TEXT EXCERPT:
##############################

Warning tape and a "Keep Out" sign cordons off Dennis Lab School's Kaleidoscope Campus in Decatur on June 27, 2023.

DECATUR – Teachers herd children into cars and buses at the Garfield Learning Academy in southern Decatur. 

All the students hail, though, from Dennis Lab School on the western side of the city. Their two home school buildings were shuttered this summer when Decatur Public Schools District 61 realized they had major structural problems. 

“It was shocking that all of a sudden the two buildings were condemned and that they couldn’t hold classes in them anymore,” said grandfather John Shores, Jr. 

Even with a long family history at Dennis, he did not expect the disrepair to be so bad. 

DPS District 61 did not expect the problem either. 

“As a board member and parent, I did not know the Dennis buildings were as bad as they were,” said DPS Board of Education member Kevin Collins-Brown. 

“It seemed to come out of nowhere.”

##############################

SET TASK A: Switch every "sample" to "model" in the records from the line with "blue jacket, written" up to and including the line with "x=722 y=322", and return only those lines with everything else unchanged.
SET TASK B: Pick up the article about the condemned Dennis Lab School buildings after its last sentence and continue it.

##############################

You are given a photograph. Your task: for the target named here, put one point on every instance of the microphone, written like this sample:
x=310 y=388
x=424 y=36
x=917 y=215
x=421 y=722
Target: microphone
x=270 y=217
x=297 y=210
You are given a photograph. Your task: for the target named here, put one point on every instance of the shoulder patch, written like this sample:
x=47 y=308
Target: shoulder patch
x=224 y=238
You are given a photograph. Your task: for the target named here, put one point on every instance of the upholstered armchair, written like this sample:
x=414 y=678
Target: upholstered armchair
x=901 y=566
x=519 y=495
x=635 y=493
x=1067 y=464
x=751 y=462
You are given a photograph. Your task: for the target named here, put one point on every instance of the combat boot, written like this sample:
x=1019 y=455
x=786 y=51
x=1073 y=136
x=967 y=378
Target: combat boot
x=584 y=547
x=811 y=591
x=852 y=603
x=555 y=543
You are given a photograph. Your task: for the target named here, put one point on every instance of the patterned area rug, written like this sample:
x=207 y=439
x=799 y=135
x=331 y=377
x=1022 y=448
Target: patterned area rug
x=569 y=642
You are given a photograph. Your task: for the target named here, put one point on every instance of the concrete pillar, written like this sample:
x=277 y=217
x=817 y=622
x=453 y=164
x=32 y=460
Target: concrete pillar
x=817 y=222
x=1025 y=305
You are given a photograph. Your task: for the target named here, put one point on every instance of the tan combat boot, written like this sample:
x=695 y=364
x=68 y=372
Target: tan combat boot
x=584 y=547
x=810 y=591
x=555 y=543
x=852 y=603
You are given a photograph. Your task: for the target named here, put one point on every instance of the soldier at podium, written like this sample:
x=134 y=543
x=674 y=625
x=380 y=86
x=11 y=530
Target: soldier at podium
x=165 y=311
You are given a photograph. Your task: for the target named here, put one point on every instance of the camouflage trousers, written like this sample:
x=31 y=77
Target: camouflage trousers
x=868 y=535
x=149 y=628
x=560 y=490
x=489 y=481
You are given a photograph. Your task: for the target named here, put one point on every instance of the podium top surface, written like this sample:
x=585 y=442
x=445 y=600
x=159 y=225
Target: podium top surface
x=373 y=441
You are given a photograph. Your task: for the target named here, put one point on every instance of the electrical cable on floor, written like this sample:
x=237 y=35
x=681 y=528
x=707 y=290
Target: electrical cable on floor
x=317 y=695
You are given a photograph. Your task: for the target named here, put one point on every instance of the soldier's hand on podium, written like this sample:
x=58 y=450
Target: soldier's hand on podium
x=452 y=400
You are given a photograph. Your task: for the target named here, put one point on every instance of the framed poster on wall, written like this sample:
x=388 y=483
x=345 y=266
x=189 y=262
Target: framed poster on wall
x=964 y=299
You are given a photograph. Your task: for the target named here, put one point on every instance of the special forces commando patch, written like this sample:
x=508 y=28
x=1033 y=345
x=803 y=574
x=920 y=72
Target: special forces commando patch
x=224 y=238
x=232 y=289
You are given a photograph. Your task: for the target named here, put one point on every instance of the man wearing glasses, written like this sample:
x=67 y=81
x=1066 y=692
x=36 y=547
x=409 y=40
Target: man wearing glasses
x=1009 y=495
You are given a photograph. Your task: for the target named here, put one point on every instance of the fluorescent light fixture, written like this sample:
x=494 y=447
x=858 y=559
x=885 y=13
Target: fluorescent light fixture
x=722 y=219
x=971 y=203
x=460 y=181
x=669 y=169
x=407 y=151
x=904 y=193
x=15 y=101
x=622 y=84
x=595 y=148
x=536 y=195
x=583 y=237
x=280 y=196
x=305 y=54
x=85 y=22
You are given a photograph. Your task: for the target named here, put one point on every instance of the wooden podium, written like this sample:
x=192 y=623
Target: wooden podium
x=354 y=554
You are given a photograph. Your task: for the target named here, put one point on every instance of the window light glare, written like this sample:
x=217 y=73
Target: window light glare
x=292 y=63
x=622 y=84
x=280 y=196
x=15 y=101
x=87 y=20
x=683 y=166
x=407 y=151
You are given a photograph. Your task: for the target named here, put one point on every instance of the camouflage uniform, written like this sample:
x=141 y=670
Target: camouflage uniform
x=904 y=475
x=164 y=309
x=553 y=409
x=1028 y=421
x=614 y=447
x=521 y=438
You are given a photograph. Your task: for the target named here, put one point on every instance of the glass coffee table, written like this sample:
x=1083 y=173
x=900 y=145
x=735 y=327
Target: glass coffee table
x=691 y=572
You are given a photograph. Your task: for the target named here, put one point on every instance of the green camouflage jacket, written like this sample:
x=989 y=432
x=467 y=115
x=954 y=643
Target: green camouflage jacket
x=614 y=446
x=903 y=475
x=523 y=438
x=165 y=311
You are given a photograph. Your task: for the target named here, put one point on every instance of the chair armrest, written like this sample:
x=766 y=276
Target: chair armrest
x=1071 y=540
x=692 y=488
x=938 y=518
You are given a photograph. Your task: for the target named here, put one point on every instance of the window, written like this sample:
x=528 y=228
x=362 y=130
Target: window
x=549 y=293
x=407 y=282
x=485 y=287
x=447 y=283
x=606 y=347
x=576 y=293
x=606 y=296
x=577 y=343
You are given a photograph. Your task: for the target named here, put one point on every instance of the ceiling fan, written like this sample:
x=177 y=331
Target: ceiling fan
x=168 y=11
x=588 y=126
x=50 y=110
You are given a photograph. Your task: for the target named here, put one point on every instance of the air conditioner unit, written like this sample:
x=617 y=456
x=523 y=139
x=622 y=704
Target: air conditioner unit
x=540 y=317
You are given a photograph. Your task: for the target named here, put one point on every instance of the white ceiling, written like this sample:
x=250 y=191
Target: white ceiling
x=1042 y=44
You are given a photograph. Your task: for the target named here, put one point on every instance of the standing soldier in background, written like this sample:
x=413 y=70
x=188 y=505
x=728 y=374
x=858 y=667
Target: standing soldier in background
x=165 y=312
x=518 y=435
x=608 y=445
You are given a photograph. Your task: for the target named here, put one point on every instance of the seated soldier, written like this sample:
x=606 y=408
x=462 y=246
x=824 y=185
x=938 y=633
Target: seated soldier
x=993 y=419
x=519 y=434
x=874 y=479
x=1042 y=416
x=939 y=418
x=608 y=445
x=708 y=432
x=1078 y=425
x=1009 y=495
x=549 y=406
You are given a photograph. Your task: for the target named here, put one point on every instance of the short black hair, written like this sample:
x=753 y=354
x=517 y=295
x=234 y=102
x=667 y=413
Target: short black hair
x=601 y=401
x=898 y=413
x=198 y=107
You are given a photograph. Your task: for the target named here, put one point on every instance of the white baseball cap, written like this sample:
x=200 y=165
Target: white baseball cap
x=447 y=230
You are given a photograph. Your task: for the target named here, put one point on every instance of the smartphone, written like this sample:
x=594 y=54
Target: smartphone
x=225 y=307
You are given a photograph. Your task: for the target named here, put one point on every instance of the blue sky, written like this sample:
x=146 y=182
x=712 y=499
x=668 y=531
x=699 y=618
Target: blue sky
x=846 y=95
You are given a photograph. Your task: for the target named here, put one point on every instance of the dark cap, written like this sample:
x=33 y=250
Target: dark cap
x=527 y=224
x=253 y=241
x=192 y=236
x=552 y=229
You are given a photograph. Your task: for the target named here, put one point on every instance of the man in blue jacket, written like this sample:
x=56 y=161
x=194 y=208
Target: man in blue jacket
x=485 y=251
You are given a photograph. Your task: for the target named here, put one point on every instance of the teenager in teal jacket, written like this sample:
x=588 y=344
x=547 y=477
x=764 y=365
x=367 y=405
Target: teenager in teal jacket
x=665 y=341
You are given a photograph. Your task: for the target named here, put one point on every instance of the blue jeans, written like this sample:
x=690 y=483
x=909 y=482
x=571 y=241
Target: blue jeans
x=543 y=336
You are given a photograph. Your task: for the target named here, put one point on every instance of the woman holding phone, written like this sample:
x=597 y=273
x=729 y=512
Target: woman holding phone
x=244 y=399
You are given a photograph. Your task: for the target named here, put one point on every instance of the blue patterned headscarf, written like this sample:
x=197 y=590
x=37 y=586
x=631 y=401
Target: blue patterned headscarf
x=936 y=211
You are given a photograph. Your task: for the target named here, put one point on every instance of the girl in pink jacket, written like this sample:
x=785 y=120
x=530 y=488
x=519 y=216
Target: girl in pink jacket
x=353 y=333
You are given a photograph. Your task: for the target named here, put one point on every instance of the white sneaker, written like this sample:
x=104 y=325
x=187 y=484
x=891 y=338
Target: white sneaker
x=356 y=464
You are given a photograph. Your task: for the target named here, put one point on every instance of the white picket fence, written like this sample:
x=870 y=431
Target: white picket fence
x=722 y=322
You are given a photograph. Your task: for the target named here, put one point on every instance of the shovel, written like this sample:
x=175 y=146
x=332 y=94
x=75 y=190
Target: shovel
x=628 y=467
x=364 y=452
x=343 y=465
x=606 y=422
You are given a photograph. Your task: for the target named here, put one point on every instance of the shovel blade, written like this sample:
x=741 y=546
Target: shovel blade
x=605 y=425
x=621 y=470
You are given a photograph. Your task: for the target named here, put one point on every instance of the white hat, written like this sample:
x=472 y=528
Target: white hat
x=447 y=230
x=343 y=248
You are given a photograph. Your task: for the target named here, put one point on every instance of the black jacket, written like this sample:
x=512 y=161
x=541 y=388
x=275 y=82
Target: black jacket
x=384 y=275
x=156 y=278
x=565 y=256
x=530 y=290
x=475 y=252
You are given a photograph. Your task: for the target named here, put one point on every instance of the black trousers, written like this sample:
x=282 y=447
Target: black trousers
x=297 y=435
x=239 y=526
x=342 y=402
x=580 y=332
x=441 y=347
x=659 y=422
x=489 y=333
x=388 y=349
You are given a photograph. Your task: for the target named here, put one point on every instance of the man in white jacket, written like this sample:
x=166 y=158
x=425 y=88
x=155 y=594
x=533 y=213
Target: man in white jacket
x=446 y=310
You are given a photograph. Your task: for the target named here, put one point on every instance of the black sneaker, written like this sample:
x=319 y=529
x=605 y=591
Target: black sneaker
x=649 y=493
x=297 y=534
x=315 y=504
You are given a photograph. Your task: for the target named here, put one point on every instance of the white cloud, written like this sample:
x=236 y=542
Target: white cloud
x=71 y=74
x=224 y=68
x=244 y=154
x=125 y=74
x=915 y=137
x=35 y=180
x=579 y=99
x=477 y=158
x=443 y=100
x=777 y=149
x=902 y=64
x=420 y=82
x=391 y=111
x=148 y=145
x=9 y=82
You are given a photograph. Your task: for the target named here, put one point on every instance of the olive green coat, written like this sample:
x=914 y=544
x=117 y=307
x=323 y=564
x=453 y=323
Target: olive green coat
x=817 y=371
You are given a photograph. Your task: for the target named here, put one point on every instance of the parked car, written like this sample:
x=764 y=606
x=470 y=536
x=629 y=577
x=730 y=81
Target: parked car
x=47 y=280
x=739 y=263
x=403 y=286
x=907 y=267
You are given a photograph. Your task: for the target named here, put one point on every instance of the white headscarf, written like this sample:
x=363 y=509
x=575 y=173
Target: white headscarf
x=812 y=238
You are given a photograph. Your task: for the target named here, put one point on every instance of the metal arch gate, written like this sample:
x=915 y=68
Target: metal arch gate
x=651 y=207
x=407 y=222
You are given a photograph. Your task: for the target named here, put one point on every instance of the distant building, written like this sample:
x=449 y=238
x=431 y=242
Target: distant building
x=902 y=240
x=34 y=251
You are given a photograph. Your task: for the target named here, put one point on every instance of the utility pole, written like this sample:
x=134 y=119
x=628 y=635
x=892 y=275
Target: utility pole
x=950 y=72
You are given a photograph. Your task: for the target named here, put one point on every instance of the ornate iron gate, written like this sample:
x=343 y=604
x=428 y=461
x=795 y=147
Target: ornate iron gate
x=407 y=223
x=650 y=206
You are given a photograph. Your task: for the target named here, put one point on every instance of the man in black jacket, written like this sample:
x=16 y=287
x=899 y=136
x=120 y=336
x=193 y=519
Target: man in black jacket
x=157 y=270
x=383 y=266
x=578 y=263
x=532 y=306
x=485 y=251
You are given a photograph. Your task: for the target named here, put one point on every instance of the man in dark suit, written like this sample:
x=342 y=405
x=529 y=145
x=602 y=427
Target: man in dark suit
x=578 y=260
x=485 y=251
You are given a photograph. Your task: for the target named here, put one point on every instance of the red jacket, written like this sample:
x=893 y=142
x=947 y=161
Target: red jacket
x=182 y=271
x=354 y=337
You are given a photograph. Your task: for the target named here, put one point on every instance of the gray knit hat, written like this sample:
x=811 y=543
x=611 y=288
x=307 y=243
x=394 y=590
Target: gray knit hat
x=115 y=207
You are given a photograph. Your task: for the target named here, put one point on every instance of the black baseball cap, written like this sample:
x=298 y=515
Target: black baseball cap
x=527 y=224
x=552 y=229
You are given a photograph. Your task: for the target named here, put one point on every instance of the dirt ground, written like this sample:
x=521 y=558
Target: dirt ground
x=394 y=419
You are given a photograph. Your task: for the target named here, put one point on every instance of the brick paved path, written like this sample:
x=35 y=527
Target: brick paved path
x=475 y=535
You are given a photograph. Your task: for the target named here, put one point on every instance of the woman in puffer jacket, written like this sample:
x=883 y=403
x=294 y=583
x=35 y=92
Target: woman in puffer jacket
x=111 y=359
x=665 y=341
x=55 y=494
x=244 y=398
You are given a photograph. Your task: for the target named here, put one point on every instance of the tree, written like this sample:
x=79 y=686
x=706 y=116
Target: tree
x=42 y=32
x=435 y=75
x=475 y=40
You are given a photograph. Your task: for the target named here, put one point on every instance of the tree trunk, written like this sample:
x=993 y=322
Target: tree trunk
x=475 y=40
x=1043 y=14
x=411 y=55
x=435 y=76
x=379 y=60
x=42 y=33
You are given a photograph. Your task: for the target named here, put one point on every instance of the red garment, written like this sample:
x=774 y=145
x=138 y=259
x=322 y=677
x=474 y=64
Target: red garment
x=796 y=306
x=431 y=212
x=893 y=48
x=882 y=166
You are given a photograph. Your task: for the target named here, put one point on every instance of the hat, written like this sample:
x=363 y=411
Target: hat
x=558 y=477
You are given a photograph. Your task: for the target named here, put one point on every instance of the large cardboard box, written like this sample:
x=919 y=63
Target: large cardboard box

##############################

EXERCISE RESPONSE A:
You are given a photograph. Your task: for the target named here, put one point on every instance of the man in blue jacket, written like this model:
x=56 y=161
x=194 y=208
Target: man in blue jacket
x=485 y=251
You are given a photograph. Your task: for the target named here, put one point on every instance of the teenager in teal jacket, written like this model:
x=588 y=344
x=547 y=477
x=764 y=365
x=367 y=405
Target: teenager in teal jacket
x=665 y=341
You are given a photograph. Your task: for the target named here, put one point on every instance of the blue jeans, written like this model:
x=690 y=483
x=909 y=482
x=571 y=241
Target: blue jeans
x=543 y=336
You are given a photograph. Your task: for the target named here, put one point on every instance of the woman holding phone, written like this model:
x=597 y=273
x=729 y=512
Target: woman holding phone
x=244 y=399
You are given a photograph. Your task: for the target named here, put one point on every instance of the blue patterned headscarf, written like this model:
x=197 y=590
x=37 y=586
x=631 y=401
Target: blue patterned headscarf
x=936 y=211
You are given a photograph. Your task: for the target named here, put one point on every instance of the girl in pink jacket, written like this model:
x=785 y=120
x=530 y=488
x=519 y=216
Target: girl in pink jacket
x=353 y=333
You are given a photograph. Your task: for the target named here, put one point on every instance of the white sneaker, written like this model:
x=104 y=325
x=187 y=484
x=891 y=338
Target: white sneaker
x=356 y=464
You are given a photograph. Your task: for the target named here, put one point on every instance of the white picket fence, written like this model:
x=870 y=431
Target: white picket fence
x=722 y=322

EXERCISE RESPONSE B:
State-required inspections missed the danger

Decatur Public Schools had completed the inspections required by the state, but the reports did not turn up any signs of danger. 

Illinois requires school districts to bring outside an architecture firm or another expert into each school every 10 years to check smoke detectors, tripping hazards and other code violations. 

Dennis was inspected in 2013. The only clues were tiles popping and doors unable to close, according to University of Illinois structural engineering professor James LaFave. 

“It does not seem that this 10-Year Health/Life Safety inspection is by itself likely to tease out structural engineering shortcomings,” LaFave said. 

According to an emailed statement from the Illinois State Board of Education, the 10-Year Health/Life Safety survey will not catch structural issues – unless they are manifesting in a visible way. 

District 61 only found out it had problems in the two century-old buildings when they brought in a structural engineer in May to look at ceiling leaks and other issues raised by teachers.

After the initial findings, a second engineering company confirmed that an outer wall in one building was bowing, and a main staircase in the other was pulling away from the wall. 

LaFave said these issues could have caused injuries in the right context.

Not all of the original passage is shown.